Excerpted passage:
+ + +
The second thing I noticed, once I opened the Player’s Guide, is how bright everything. The orange and blue color scheme of the modern Doctor Who series really pops off the screen in book form. Each page is bordered in appropriately cosmic graphics, with a single column of text. Photographs from the show constitute the whole of the art work throughout the books, but they look good and are appropriate for a product like this. There is nothing ugly in the box and you would really have to be looking for flaws to point out.
The Player’s Guide opens with a chapter that introduces the Doctor and the concept of role-playing. This is pretty standard issue stuff, but David F. Chapman has done a very good job of making a chapter most gamers skip worth reading. The single page example of play is one of the best I have encountered. The example players are portrayed as rank amateurs, and they actually behave the way amateurs are wont to do.
It is the little touches that make a game feel like the designers care. The callout to units of measure is just such a touch. Not something I would have ever thought about, being an American, using the metric system is a great way to wed a campaign to the Britishness of Doctor Who. It does help that I can Google conversion rates, though.
+ + +
Source data:
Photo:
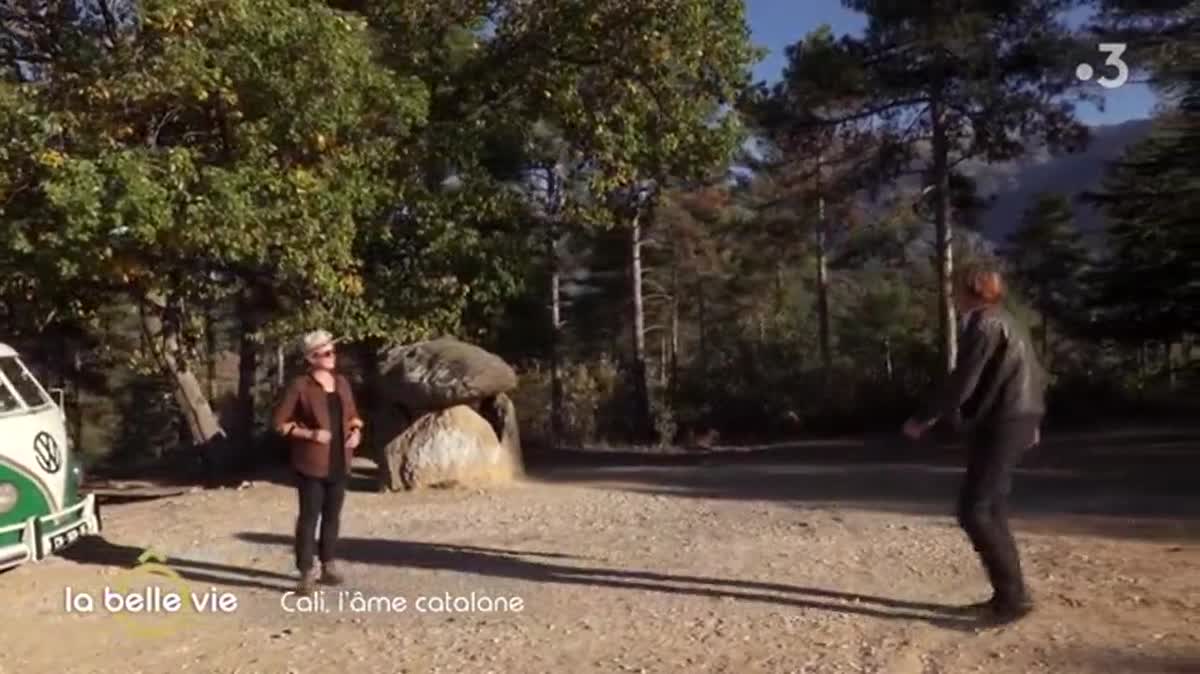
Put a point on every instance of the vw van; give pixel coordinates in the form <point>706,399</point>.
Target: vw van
<point>41,509</point>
+ + +
Aim:
Retype the section of the Doctor Who game review above word for word, starting with "The Player’s Guide opens" and going on through "wont to do.".

Written answer:
The Player’s Guide opens with a chapter that introduces the Doctor and the concept of role-playing. This is pretty standard issue stuff, but David F. Chapman has done a very good job of making a chapter most gamers skip worth reading. The single page example of play is one of the best I have encountered. The example players are portrayed as rank amateurs, and they actually behave the way amateurs are wont to do.